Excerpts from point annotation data

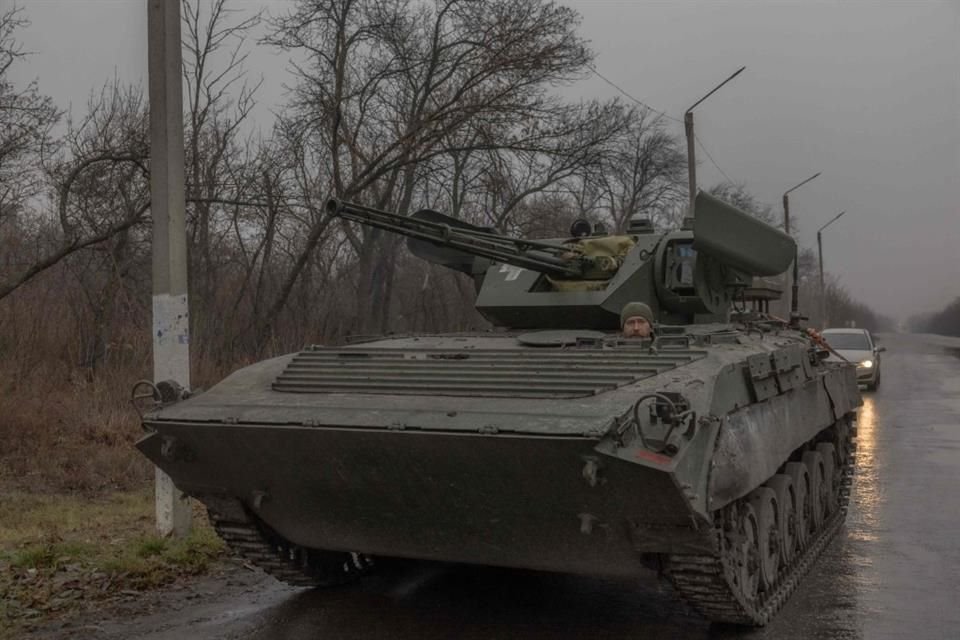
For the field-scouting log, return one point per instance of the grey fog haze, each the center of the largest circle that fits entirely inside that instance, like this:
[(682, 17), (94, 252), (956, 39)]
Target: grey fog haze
[(866, 92)]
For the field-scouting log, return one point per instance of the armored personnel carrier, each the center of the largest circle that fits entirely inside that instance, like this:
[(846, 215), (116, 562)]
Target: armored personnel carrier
[(719, 451)]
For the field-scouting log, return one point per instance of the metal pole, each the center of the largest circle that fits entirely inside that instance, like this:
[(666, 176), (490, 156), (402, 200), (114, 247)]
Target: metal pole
[(795, 286), (691, 158), (823, 296), (823, 290), (171, 334)]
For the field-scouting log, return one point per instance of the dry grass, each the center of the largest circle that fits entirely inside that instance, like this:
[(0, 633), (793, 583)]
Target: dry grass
[(60, 554)]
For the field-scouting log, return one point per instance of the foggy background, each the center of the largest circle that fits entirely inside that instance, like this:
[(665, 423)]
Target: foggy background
[(866, 92)]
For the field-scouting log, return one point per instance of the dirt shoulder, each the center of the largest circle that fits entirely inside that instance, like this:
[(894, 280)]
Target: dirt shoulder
[(218, 604), (62, 555)]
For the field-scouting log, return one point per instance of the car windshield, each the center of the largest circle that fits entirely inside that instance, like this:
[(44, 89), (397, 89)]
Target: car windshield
[(847, 341)]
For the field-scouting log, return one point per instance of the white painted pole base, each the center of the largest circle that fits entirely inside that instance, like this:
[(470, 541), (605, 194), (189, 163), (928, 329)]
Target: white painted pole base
[(173, 508)]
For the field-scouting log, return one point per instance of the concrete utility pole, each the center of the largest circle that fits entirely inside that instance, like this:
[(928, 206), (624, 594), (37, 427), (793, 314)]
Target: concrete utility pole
[(171, 318), (823, 290), (795, 286), (691, 140)]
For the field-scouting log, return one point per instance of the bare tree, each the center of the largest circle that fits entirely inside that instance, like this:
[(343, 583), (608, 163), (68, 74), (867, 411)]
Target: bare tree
[(387, 85), (27, 118), (643, 171)]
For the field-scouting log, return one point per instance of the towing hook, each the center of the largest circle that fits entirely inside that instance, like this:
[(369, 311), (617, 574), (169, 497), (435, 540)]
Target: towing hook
[(670, 409), (147, 396)]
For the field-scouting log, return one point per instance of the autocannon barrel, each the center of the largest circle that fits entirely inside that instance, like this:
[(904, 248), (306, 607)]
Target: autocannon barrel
[(444, 231)]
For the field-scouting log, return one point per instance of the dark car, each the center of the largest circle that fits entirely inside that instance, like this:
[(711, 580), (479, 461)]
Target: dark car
[(857, 346)]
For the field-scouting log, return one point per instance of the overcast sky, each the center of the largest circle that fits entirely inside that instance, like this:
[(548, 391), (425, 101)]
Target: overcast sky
[(866, 92)]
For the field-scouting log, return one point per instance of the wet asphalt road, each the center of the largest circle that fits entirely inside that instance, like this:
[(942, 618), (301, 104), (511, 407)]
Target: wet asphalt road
[(893, 571)]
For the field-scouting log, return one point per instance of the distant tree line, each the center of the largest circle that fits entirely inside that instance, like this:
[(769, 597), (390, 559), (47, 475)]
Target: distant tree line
[(945, 322)]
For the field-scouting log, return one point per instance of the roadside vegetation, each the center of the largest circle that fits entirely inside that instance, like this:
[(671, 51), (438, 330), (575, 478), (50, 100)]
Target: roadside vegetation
[(61, 554)]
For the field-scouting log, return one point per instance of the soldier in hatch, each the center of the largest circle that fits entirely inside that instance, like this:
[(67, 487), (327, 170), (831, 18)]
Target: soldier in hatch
[(636, 320)]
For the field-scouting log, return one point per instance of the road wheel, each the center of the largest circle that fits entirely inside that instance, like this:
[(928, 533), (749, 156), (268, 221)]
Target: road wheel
[(743, 537), (803, 514), (764, 504), (832, 471), (782, 485), (818, 488)]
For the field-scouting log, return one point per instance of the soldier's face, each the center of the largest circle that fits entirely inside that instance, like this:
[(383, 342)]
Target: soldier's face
[(636, 327)]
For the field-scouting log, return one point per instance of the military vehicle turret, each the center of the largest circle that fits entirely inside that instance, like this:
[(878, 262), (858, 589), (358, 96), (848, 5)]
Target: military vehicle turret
[(719, 452)]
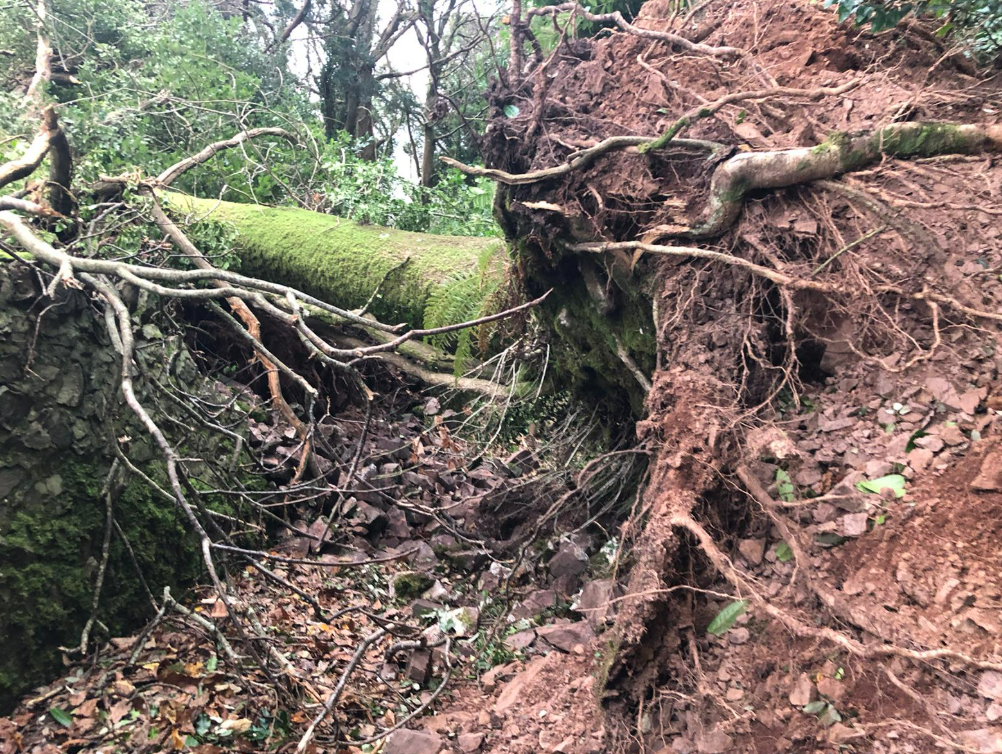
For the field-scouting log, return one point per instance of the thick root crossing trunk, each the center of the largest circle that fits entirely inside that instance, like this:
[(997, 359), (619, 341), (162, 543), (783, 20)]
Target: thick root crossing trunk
[(841, 153), (422, 279)]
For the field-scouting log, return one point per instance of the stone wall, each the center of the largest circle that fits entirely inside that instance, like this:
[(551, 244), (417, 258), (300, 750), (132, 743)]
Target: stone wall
[(58, 399)]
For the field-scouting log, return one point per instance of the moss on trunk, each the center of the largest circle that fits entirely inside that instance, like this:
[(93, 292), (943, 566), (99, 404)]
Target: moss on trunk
[(344, 263)]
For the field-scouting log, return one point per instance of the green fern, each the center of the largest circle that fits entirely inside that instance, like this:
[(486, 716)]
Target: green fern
[(465, 297)]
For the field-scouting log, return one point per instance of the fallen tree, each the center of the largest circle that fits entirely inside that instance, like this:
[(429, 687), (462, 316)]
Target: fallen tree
[(721, 251)]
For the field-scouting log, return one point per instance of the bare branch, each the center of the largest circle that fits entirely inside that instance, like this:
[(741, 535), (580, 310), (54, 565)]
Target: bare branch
[(171, 173)]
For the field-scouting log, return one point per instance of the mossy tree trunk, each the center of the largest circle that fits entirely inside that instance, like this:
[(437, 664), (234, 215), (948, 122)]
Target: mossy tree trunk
[(345, 263)]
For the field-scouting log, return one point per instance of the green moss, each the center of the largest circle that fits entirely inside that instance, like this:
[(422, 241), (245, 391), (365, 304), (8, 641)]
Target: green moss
[(921, 139), (605, 658), (48, 564), (344, 263), (411, 585)]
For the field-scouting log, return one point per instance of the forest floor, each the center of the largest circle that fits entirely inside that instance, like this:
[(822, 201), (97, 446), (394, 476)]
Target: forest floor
[(862, 517), (527, 652)]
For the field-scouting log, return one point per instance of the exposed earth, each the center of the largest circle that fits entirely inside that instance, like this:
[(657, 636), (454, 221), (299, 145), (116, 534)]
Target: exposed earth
[(817, 569)]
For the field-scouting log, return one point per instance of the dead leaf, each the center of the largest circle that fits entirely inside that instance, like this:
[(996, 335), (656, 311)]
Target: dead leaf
[(239, 725), (176, 741)]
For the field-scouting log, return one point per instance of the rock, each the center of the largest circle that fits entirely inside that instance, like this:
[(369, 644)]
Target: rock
[(920, 458), (943, 392), (832, 689), (438, 593), (982, 740), (413, 742), (734, 694), (566, 637), (514, 688), (370, 516), (989, 478), (397, 523), (521, 640), (970, 400), (952, 435), (470, 742), (738, 636), (423, 555), (994, 712), (713, 742), (534, 604), (853, 524), (752, 550), (990, 685), (932, 442), (594, 602), (570, 559), (419, 667), (804, 692)]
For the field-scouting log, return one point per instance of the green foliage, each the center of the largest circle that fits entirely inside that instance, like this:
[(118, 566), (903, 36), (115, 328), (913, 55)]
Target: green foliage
[(726, 618), (372, 193), (978, 22)]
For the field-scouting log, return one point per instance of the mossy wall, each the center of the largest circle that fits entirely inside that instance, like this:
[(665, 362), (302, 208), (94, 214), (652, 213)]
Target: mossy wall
[(58, 382), (343, 262)]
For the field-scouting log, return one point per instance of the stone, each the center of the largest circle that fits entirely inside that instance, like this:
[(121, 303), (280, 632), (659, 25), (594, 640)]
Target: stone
[(952, 435), (920, 458), (804, 692), (594, 602), (534, 604), (853, 524), (520, 641), (419, 667), (738, 636), (405, 741), (570, 559), (943, 392), (714, 742), (970, 400), (470, 742), (932, 442), (989, 478), (752, 550), (990, 685), (831, 689), (423, 556), (566, 637), (370, 516), (514, 688), (982, 740)]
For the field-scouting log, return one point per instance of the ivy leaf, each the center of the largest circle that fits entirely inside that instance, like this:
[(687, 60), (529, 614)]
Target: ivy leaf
[(895, 482), (61, 716), (726, 617)]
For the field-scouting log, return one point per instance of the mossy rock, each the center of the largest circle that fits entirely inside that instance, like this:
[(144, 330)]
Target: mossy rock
[(55, 430)]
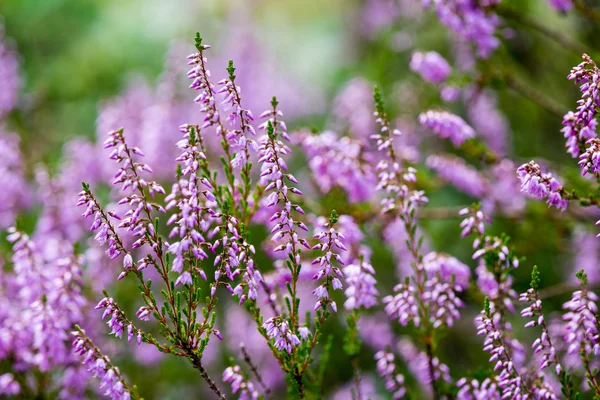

• _DIRECTIVE_: Rewrite the material between the lines holding "stone wall, each" and "[(58, 399)]", inclusive, with "field-scouting log" changed to "site survey log" and everything else left as it is.

• _ANSWER BELOW_:
For the site survey log, return one point per instance of the stone wall, each the center of the largest circle that fits entirely inside that instance, like this:
[(551, 244), (417, 258), (300, 750), (132, 743)]
Target: stone wall
[(58, 399)]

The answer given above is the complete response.